### Exercise
Swap "photograph" for "image" throughout the records below and write every line out again with nothing else changed. Leave the pictures out.

_ _ _ _

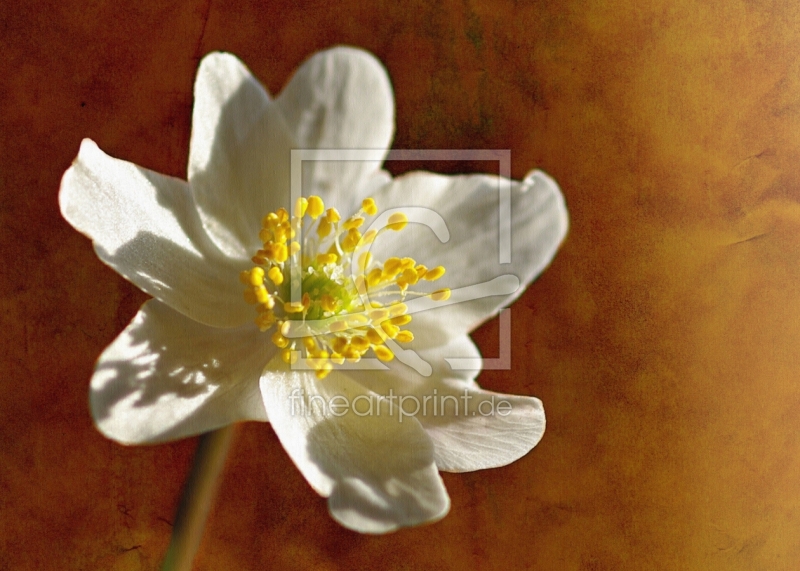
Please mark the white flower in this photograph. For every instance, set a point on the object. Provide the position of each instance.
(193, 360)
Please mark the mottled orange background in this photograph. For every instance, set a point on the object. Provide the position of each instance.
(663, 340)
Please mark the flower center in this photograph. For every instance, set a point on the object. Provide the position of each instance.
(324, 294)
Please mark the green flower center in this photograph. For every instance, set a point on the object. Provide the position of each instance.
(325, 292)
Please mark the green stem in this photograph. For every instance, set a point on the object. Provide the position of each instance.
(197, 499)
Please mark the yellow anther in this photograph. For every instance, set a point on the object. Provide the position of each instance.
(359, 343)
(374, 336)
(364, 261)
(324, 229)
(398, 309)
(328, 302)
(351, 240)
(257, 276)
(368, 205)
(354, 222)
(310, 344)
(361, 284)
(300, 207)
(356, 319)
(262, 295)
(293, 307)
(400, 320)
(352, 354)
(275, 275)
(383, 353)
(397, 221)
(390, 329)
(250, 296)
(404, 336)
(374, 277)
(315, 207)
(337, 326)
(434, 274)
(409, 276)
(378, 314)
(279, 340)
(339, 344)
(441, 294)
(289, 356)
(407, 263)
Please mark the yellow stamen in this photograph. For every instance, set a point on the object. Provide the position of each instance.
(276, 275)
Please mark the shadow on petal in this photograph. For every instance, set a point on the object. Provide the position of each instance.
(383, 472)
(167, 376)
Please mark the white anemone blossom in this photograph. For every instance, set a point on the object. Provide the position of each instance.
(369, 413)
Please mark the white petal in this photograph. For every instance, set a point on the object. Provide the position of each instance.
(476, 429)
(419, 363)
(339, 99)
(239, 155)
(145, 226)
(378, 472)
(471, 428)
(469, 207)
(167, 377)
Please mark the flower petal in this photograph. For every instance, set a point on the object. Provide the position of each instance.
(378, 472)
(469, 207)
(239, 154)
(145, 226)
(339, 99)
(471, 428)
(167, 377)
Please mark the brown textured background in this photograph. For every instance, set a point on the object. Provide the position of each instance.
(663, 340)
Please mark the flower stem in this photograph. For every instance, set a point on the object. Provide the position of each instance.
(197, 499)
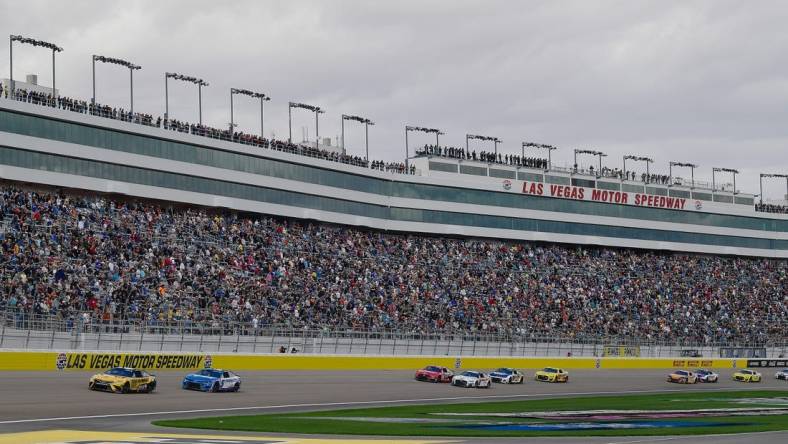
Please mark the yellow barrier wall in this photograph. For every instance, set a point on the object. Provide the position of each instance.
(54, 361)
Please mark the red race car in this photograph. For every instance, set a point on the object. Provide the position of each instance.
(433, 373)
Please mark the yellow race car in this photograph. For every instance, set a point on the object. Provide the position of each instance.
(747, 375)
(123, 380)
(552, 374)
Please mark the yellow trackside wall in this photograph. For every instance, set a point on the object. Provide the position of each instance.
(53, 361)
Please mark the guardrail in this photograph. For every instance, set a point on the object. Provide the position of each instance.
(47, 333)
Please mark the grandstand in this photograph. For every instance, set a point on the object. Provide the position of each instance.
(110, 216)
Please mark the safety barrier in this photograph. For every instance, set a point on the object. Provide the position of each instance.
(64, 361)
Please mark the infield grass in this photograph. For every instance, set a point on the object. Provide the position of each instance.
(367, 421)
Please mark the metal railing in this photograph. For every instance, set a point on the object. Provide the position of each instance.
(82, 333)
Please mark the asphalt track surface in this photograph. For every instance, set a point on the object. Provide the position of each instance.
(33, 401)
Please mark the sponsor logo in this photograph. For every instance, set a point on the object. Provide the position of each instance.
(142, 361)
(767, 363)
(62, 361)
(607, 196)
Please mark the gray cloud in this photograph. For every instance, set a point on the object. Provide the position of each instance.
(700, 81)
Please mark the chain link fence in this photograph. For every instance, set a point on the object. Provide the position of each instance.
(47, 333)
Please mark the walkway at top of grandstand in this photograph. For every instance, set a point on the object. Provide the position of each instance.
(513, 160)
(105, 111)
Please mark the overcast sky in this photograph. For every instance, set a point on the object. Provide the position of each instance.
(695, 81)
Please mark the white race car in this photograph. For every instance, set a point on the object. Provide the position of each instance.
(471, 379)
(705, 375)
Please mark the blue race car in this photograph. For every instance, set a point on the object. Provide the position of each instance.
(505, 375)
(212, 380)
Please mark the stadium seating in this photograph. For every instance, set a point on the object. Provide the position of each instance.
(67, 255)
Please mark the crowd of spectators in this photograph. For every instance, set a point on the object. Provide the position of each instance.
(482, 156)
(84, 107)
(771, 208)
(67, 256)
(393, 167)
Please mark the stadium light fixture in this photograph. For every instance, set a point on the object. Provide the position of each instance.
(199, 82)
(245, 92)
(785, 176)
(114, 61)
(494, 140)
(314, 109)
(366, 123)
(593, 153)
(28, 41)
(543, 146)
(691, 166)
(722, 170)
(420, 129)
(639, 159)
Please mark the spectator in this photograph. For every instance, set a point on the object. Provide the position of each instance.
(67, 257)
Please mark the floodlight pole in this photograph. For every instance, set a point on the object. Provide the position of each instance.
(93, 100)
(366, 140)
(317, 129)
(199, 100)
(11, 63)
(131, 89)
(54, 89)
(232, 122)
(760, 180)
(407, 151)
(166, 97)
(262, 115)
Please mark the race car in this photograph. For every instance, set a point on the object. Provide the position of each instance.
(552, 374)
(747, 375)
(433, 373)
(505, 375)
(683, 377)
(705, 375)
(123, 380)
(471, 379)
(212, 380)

_ _ _ _

### Solution for this task
Please mark the white flower in this image. For every instance, set a point on the object. Provide the position of each instance.
(193, 360)
Please mark the mottled orange background in this image. For every instance, set a point on the object. Provide the position of each instance.
(663, 340)
Please mark the flower center in this image. For every instance, set a point on the object. Provide the position of each instance.
(324, 294)
Please mark the green flower center in this image. For every instance, set a point on the object. Provide the position of each instance.
(325, 292)
Please mark the green stem in this image. For every instance, set a point on the object. Provide the position of each instance.
(197, 499)
Please mark the yellow anther in this image. For every instance, set a point on the object. Provide the position of each instance.
(359, 343)
(374, 336)
(364, 261)
(324, 229)
(398, 309)
(328, 302)
(351, 240)
(257, 276)
(368, 205)
(354, 222)
(310, 344)
(361, 284)
(300, 207)
(356, 319)
(262, 295)
(293, 307)
(400, 320)
(352, 354)
(275, 275)
(383, 353)
(397, 221)
(390, 329)
(250, 296)
(404, 336)
(374, 277)
(315, 207)
(337, 326)
(434, 274)
(409, 276)
(378, 314)
(279, 340)
(339, 344)
(441, 294)
(289, 356)
(407, 263)
Please mark the yellow stamen in this image. For every instance, set a point on the object. Provide the position of each instance.
(276, 275)
Please mark the shadow on petal in this image. For every instance, set a point on the object. Provide the position of each instance.
(383, 472)
(167, 376)
Please mark the white anemone blossom in this image. For every instance, set a point on the object. Provide the position of each instance.
(369, 413)
Please mark the white petal in this image. For every instance, set a point on the object. Provide the position of each instance.
(476, 429)
(419, 363)
(339, 99)
(239, 155)
(145, 226)
(378, 472)
(471, 428)
(469, 207)
(167, 377)
Please mark the flower petal in this image. For every instance, set a point on the object. Provide the position of each instance.
(378, 472)
(469, 207)
(239, 154)
(145, 226)
(339, 99)
(471, 428)
(167, 377)
Please mark the brown textured background in this image. For every instance, set a point on the object. Provide the position of each instance.
(663, 340)
Please mark the flower stem in this image. For every instance, set a point on the object. Provide the position of each instance.
(197, 499)
Please mark the yellow barrier wall in this image. For every instance, set a point on the object. Provide the position of each instance.
(54, 361)
Please mark the red race car in this image. For every instance, set a point on the object. Provide the position of each instance.
(433, 373)
Please mark the yellow race car in this image. For every instance, set a point on the object. Provide the position of each instance.
(747, 375)
(123, 380)
(552, 374)
Please mark the yellow trackside wall in this image. For every instance, set a point on the object. Provide the position of each instance.
(53, 361)
Please mark the guardrail in this image. For every instance, set a point on the object. Provide the position of each instance.
(47, 333)
Please mark the grandstand in this image. For every instance, set a point on the object. Provide the position of each instance.
(110, 216)
Please mark the safety barrier in this image. For every instance, set a point on the object. Provide the position of each instance.
(64, 361)
Please mark the infield grass in this image. For every instance, set a point on the object. Provide the position of each instance.
(367, 421)
Please mark the metal railing in this image. For every instance, set a point on the object. Provide the position of each instance.
(82, 333)
Please mark the asphalt track surface in this image. For every instance, set a point on the object. Provide the position of each instance.
(33, 401)
Please mark the sponsor logo in this image. For every instance, set a point on the object. Provide the position of each instance.
(142, 361)
(767, 363)
(62, 361)
(607, 196)
Please mark the gray cloud in this image. For every instance, set a point on the object. Provide the position of each instance.
(700, 81)
Please mark the chain link fence in this image. For every instance, set a point on the object. Provide the position of each instance.
(47, 333)
Please mark the walkway at top of grandstand in this image. For every instance, set a point on the object. Provide the position of each instance.
(513, 160)
(105, 111)
Please mark the overcast sky in this image. For every instance, set a point on the object. Provide the position of each instance.
(695, 81)
Please mark the white race car in this image. For every instance, set a point on the object. Provide the position of each instance.
(471, 379)
(705, 375)
Please mark the blue race car in this image. For every instance, set a point on the object. Provide the position of each instance.
(505, 375)
(212, 380)
Please mark the stadium seating in this image. For every instance, set a point on the object. Provide the position of each instance.
(67, 255)
Please mark the crowd of spectators in this image. For every instance, set a point on the object. Provide the position of each instance.
(482, 156)
(84, 107)
(771, 208)
(67, 256)
(393, 167)
Please mark the stadium light fixture in this image. For every instance, set a point on the object. Provide the position of each instance.
(199, 82)
(245, 92)
(785, 176)
(114, 61)
(494, 140)
(314, 109)
(366, 123)
(593, 153)
(28, 41)
(543, 146)
(691, 166)
(722, 170)
(420, 129)
(639, 159)
Please mark the spectator in this image. For every instance, set a point on the object. Provide the position of each instance.
(67, 257)
Please mark the floodlight pole in this image. For every instance, set a point on the object. Provide the position of each instance.
(93, 100)
(366, 140)
(317, 129)
(199, 100)
(11, 63)
(131, 89)
(54, 89)
(232, 122)
(760, 180)
(407, 151)
(166, 97)
(262, 115)
Please mark the race car in this image. For every instance, set a point on the object. Provide the position of each instance.
(552, 374)
(747, 375)
(433, 373)
(505, 375)
(683, 377)
(705, 375)
(123, 380)
(471, 379)
(212, 380)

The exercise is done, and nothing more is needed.